### Texte du document
Quand Katanani « (re)tisse » et « brode » en fils barbelés les Portes de la Galilée

L’artiste plasticien franco-palestinien, connu pour ses sculptures en tôle et fils barbelés, présente de nouvelles œuvres « tissées » avec ces mêmes matériaux recyclés du camp de réfugiés de Sabra au Liban, où il est né et a vécu sa jeunesse.

Quand Katanani « (re)tisse » et « brode » en fils barbelés les Portes de la Galilée

Abdul Rahman Katanani posant devant l'un de ses panneaux en fils barbelés brodé. Avec l'aimable autorisation de la Saleh Barakat Gallery. Photo Mansour Dib

Chaque artiste exprime un rapport au monde fondé sur son histoire personnelle. Celle de Abdul Rahman Katanani, né en 1983 dans le camp de réfugiés de Sabra, près de Beyrouth, devenu français d’adoption grâce à son talent, est fortement imprégnée de son identité palestinienne.

Celui qui s’est fait connaître par ses silhouettes d'enfants jouant au lance-pierre, au ballon ou au cerf-volant découpées dans des plaques en tôle ondulée, ainsi que par ses sculptures tourbillonnantes en fils de fer barbelés, a fait de l’utilisation exclusive de ces matériaux durs et acérés – les seuls auxquels il pouvait avoir accès – les éléments fondateurs de son art, désormais reconnu à l’international.

### Extraits de données
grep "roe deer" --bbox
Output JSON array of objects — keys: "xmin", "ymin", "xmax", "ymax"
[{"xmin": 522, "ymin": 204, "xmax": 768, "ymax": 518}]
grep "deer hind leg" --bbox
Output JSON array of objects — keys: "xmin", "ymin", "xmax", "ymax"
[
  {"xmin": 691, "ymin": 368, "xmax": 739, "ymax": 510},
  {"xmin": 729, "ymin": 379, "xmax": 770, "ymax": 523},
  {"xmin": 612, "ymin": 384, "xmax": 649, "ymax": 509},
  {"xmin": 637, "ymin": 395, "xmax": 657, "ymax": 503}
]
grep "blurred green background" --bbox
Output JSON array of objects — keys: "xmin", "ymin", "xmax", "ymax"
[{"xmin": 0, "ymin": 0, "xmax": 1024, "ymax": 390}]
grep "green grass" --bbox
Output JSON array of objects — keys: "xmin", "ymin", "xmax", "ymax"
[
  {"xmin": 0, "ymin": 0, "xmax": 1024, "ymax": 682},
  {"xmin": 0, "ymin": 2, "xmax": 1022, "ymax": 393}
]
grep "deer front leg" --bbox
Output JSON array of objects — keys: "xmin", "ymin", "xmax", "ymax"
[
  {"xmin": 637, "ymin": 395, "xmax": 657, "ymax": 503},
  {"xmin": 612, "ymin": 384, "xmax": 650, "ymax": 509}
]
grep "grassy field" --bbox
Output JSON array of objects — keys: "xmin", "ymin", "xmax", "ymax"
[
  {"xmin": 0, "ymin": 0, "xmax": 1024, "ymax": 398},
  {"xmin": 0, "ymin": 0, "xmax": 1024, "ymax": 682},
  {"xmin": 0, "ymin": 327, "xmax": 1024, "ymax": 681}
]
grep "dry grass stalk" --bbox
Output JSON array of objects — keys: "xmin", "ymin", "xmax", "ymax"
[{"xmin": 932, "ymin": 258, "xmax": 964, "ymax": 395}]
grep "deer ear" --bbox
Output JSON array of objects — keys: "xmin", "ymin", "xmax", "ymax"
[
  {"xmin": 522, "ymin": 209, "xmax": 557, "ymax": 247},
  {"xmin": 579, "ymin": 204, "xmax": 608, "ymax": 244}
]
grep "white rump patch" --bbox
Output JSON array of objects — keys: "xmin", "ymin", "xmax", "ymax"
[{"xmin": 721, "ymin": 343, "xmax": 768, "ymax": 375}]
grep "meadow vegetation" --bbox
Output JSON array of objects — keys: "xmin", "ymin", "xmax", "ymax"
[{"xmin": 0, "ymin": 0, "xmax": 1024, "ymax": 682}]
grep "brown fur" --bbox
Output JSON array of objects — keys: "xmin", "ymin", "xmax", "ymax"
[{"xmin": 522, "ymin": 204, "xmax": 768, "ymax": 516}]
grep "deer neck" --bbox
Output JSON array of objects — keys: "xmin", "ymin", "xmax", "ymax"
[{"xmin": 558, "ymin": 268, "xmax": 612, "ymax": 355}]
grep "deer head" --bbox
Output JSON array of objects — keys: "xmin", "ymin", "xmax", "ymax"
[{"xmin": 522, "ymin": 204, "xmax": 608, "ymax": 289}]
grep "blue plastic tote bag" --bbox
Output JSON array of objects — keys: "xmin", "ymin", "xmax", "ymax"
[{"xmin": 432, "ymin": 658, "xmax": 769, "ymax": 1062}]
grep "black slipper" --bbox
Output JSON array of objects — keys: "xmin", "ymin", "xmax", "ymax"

### Consigne A
D'après l'article sur Katanani, pourquoi l'artiste travaille-t-il uniquement la tôle ondulée et les fils barbelés ? Répondez en une à trois phrases.
### Consigne B
Recopiez mot pour mot le passage de l'article sur Katanani qui va de « L’artiste plasticien franco-palestinien, connu » à « son identité palestinienne. ».
Les lignes n'ont aucun lien avec l'article sur Katanani.

### Réponse complète A
Katanani utilise exclusivement ces matériaux durs et acérés parce que ce sont les seuls auxquels il pouvait avoir accès. Ils sont ainsi devenus les éléments fondateurs de son art.

### Réponse complète B
L’artiste plasticien franco-palestinien, connu pour ses sculptures en tôle et fils barbelés, présente de nouvelles œuvres « tissées » avec ces mêmes matériaux recyclés du camp de réfugiés de Sabra au Liban, où il est né et a vécu sa jeunesse.

Quand Katanani « (re)tisse » et « brode » en fils barbelés les Portes de la Galilée

Abdul Rahman Katanani posant devant l'un de ses panneaux en fils barbelés brodé. Avec l'aimable autorisation de la Saleh Barakat Gallery. Photo Mansour Dib

Chaque artiste exprime un rapport au monde fondé sur son histoire personnelle. Celle de Abdul Rahman Katanani, né en 1983 dans le camp de réfugiés de Sabra, près de Beyrouth, devenu français d’adoption grâce à son talent, est fortement imprégnée de son identité palestinienne.